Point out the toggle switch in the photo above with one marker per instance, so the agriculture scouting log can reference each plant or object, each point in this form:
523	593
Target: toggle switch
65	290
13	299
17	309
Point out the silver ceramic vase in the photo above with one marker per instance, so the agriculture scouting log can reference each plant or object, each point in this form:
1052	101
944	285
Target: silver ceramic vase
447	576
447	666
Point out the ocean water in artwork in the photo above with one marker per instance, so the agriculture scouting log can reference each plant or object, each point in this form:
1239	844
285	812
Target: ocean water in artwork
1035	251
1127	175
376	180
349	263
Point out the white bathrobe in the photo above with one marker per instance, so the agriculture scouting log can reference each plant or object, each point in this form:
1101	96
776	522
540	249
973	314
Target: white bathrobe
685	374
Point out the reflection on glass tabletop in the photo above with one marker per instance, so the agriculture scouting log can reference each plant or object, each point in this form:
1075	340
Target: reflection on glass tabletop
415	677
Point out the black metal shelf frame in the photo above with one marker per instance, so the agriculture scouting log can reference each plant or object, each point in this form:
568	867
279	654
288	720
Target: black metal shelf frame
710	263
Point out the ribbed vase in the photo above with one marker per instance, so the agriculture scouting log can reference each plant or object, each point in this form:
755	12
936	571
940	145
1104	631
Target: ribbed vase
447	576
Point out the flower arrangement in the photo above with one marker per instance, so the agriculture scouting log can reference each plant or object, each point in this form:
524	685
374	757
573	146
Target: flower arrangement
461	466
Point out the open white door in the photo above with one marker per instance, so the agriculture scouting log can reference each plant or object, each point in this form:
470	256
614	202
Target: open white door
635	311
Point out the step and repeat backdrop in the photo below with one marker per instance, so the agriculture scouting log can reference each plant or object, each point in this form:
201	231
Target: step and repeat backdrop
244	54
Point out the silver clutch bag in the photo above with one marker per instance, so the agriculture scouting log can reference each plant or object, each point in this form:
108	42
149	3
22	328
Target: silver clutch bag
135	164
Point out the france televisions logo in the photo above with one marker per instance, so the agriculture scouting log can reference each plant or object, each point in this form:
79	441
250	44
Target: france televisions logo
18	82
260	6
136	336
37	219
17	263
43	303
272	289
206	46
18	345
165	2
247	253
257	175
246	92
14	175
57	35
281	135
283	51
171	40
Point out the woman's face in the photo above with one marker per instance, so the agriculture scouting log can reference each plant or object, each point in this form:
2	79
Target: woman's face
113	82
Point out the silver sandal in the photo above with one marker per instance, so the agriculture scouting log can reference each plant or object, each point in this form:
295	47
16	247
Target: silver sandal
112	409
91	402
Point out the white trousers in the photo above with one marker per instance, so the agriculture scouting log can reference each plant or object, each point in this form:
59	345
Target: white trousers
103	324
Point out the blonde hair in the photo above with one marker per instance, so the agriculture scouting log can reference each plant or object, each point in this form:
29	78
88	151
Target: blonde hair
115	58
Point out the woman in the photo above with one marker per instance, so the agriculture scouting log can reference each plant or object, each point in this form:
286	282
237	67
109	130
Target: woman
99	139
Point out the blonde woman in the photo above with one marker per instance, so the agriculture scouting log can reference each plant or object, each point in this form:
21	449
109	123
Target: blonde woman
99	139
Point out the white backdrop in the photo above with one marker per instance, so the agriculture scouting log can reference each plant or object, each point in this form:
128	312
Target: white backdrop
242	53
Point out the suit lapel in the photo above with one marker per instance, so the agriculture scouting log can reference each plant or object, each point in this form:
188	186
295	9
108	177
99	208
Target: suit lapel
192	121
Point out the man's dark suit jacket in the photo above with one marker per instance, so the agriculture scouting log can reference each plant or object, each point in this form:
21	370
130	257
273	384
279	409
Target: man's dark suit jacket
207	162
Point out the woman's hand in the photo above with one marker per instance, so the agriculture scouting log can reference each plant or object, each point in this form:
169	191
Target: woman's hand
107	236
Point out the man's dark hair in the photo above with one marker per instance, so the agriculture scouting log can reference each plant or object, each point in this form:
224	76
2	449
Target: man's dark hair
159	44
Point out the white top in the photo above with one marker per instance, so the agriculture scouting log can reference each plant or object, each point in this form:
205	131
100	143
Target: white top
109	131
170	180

--

» **WORK INSTRUCTIONS**: Your task is to transcribe the listing above in full, exactly as given.

» **TASK RESPONSE**:
Point out the toggle switch in the photo above with one marker per instance, so the agriculture scouting log can reference each plant or object, each point in this form:
523	593
Target: toggle switch
65	290
13	299
17	309
Point out the silver ceramic vase in the photo above with one marker per instance, so the agriculture scouting log can reference each plant or object, each point in this form:
1052	101
944	285
Target: silver ceramic vase
447	576
447	666
Point out the ocean water in artwork in the photo above with one marker per instance, so the agriculture scouting log can reference each plant or object, each point in this form:
1239	844
285	812
Target: ocean water in artwork
1035	251
1127	175
376	180
349	263
Point out the white bathrobe in the photo above with one marker per instance, so the agriculture scouting log can reference each plant or object, each point in this form:
1101	96
776	522
540	249
973	314
Target: white bathrobe
685	374
Point out the reflection on glass tabletop in the photo above with one marker per instance, so the agriculture scouting log can reference each plant or object, each point in this form:
1075	340
Target: reflection on glass tabletop
415	677
Point out the black metal shelf frame in the photo above with one marker per instance, so the agriculture scouting log can reference each plant or object, each point in this form:
568	867
279	654
288	720
Target: black metal shelf frame
710	263
Point out the ribbed vase in the photo above with one marker per instance, so the agriculture scouting log can reference each plant or object, each point in this form:
755	12
936	571
940	145
1104	631
Target: ribbed vase
447	576
Point out the flower arrangement in the photo above with one marker per instance, so the agriculture scouting log can reference each plant or object, each point in this form:
524	685
374	757
573	146
Target: flower arrangement
461	466
Point out the open white door in the photo above with one marker per instance, so the agriculture scouting log can reference each plant or object, each point in this form:
470	256
614	202
Target: open white door
635	311
Point out the step and repeat backdrop in the photo below with one marker per instance, so the agriculture scouting log can reference each plant or object, each point in this form:
201	231
Target: step and repeat backdrop
244	54
Point out the silver clutch bag in the photo above with one marker per instance, so the agriculture scouting log can reference each plant or object, each point in this form:
108	42
149	3
22	328
Target: silver clutch bag
135	164
Point out the france televisions logo in the photo above with one marker per instance, so the agriculture scouting log can reference each plant or object, each point in this form:
79	441
250	44
Target: france televisions logo
18	82
260	6
136	336
37	219
17	263
43	303
272	289
206	46
18	345
165	2
247	253
257	175
246	92
14	175
57	35
281	135
283	51
171	40
Point out the woman's face in the photo above with one marker per instance, so the agriculture scouting log can reference each plant or object, each point in this form:
2	79
Target: woman's face
113	82
Point out the silver sandal in the photo above with one marker per instance, so the agriculture scouting log can reference each plant or object, each point in this form:
295	47
16	247
Target: silver sandal
112	409
91	402
Point out the white trousers in the photo above with one marker per instance, so the agriculture scouting log can reference each plant or object, each point in this form:
59	345
Target: white trousers
103	324
Point out the blonde hair in the photo above with one marker per instance, so the agriculture scouting log can reference each plant or object, each point in this form:
29	78
88	151
Target: blonde hair
115	58
Point out the woman in the photo above with one marker per instance, so the agriculture scouting log can reference each plant or object, each point in this form:
286	282
237	67
109	130
Target: woman
99	139
Point out the blonde woman in the photo above with one marker per instance, so the agriculture scouting log can reference each plant or object, each point in this form:
21	449
109	123
Target: blonde woman
99	139
Point out the white backdrop in the photo above with one marker per instance, so the agriculture scouting log can reference each plant or object, each point in this form:
128	312
Target: white backdrop
242	53
Point out the suit lapel in the photo above with one marker per instance, so the agriculture scouting log can reference each plant or object, each point in this form:
188	186
295	9
108	177
99	208
Target: suit lapel
192	121
Point out the man's dark suit jacket in the photo above with one marker per instance, so the agriculture scouting log can reference each plant or object, each point in this form:
21	370
130	257
273	384
279	409
Target: man's dark suit jacket
207	162
Point out the woman's hand in the photo above with one marker per instance, so the agriculture scouting log can reference each plant or object, each point in this form:
169	191
Target: woman's hand
107	236
Point out the man's dark hair in the photo above with one marker per instance, so the agriculture scouting log can reference each plant or object, each point in this form:
224	76
2	449
Target: man's dark hair
159	44
Point out the white top in the photo above with one marker per instance, so the agriculture scouting log can reference each plant or object, each point in this form:
205	131
100	143
Target: white top
109	131
170	180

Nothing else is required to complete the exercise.